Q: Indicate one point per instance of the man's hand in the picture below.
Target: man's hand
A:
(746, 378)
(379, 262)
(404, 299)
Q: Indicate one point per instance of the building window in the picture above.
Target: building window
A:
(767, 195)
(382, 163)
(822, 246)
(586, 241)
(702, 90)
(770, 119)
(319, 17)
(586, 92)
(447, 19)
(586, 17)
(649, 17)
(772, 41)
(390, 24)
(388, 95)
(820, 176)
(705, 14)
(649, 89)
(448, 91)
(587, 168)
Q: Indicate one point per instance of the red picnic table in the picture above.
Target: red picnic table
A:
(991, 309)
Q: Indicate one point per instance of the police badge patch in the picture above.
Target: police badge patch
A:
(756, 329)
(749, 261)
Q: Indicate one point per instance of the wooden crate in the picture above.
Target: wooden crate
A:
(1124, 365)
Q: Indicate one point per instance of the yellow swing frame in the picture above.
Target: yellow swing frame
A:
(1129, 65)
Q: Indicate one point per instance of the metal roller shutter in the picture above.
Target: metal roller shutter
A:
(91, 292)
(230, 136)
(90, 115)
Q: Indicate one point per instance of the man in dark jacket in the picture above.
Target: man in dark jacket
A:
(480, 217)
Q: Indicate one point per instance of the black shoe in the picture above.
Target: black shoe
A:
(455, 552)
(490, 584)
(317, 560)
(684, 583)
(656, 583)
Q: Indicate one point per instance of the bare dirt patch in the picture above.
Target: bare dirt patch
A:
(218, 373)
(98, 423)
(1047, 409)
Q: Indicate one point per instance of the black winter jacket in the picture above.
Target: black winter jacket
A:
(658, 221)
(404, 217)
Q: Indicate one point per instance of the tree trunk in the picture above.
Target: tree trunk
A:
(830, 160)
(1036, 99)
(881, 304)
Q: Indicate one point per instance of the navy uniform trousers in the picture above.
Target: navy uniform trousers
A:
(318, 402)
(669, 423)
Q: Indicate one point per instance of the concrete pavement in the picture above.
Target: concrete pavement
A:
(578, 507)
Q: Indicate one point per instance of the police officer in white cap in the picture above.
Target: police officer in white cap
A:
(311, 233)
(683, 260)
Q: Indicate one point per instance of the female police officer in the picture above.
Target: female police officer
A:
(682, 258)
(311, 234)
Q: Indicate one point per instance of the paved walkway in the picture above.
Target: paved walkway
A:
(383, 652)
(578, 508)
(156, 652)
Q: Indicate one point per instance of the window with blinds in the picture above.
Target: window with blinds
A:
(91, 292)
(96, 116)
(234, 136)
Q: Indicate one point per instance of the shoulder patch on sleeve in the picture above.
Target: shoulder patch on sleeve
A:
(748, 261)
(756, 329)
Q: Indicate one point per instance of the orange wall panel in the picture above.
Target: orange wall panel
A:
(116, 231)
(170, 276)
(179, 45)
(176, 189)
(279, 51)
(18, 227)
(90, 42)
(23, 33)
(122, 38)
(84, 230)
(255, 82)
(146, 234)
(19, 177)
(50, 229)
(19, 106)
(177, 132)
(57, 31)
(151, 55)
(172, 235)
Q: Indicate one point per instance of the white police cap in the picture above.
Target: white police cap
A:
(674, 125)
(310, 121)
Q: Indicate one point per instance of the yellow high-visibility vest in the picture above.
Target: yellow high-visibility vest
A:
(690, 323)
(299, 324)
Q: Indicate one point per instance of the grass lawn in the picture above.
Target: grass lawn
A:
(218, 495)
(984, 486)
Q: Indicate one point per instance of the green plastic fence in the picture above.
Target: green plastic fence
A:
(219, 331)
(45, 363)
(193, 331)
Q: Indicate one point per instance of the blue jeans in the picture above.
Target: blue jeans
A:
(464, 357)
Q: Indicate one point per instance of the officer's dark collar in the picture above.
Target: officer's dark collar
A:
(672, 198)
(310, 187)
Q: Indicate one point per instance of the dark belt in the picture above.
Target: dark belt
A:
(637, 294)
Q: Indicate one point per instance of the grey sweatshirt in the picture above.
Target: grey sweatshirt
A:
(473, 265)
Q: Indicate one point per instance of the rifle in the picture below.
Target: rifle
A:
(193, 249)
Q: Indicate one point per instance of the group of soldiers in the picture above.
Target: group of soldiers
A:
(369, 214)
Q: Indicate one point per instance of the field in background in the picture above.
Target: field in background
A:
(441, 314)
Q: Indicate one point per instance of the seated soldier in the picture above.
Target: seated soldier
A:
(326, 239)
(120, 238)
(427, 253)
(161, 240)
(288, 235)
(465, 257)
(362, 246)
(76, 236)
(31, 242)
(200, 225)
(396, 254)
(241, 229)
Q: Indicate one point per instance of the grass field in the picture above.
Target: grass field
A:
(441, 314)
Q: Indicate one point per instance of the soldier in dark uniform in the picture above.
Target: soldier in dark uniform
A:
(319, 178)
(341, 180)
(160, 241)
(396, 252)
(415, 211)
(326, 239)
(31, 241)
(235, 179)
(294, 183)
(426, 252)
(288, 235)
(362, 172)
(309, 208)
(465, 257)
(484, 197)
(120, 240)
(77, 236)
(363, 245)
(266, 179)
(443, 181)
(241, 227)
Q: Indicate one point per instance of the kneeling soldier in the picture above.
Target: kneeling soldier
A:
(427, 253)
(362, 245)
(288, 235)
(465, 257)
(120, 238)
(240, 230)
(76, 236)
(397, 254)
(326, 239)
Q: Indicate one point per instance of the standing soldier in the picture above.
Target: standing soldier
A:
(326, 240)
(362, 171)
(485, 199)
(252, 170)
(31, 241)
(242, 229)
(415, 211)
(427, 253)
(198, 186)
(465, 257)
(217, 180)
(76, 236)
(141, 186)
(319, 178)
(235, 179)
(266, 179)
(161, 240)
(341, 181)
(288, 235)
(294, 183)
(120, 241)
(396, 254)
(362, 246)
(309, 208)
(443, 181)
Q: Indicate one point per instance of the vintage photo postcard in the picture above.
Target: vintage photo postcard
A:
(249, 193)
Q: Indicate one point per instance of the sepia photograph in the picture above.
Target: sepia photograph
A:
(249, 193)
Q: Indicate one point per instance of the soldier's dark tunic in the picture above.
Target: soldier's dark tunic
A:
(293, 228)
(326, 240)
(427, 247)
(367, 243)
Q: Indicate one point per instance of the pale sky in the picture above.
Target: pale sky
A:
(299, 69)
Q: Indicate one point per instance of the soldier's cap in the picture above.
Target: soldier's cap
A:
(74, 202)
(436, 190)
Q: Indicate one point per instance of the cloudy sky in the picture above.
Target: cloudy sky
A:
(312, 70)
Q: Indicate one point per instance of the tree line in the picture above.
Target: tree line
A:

--------

Starting at the line that contains "Q: Indicate one point per instance of the grass field", retype each line through the end of the listing above and nothing else.

(EXERCISE RESULT)
Q: Indicate one point per instance of the grass field in the picture above.
Target: grass field
A:
(441, 314)
Q: Indicate one point per instance of the soldier in dark uniform in the picture above.
Target: soldier in dark uniform
A:
(319, 178)
(341, 180)
(160, 241)
(396, 252)
(415, 211)
(326, 239)
(31, 241)
(235, 179)
(294, 183)
(426, 252)
(288, 235)
(362, 172)
(309, 208)
(465, 257)
(484, 197)
(120, 240)
(77, 236)
(363, 245)
(266, 179)
(443, 181)
(241, 227)
Q: Indicate one point per instance of the kneeling soldier in the picture above.
Target: kneeling soldier
A:
(427, 253)
(362, 245)
(288, 235)
(465, 257)
(120, 238)
(240, 230)
(76, 236)
(397, 254)
(326, 239)
Q: Indicate one point per instance of the standing soldier in the picture above.
Target: standing soldier
A:
(326, 240)
(362, 171)
(485, 199)
(252, 170)
(31, 241)
(242, 229)
(415, 211)
(427, 253)
(198, 186)
(465, 257)
(217, 180)
(76, 236)
(141, 186)
(319, 178)
(235, 179)
(266, 179)
(161, 240)
(341, 181)
(288, 235)
(294, 183)
(120, 241)
(396, 254)
(362, 246)
(309, 208)
(443, 181)
Q: Indicate one point per instance of the vintage photo postcard in the picture above.
Target: vintage photo postcard
A:
(249, 193)
Q: Indicate one point per instance of the sepia photograph in the picture above.
Target: sepia photograph
A:
(249, 193)
Q: Indicate one point per instance of the soldier's dark tunic in the picture above.
Target: soldier's dark tunic
A:
(293, 228)
(326, 240)
(427, 247)
(367, 243)
Q: Indicate one point per instance of the pale sky in the picture above.
Target: pale sky
A:
(299, 69)
Q: Indicate one point per instance of the soldier's cap in the picture above.
Target: soldier's cap
A:
(74, 202)
(436, 190)
Q: Indicate one point per instance of the cloudy sky in the picture above.
Target: cloudy sky
A:
(312, 70)
Q: Indicate one point per instance of the tree line in the picture above.
Target: tree line
A:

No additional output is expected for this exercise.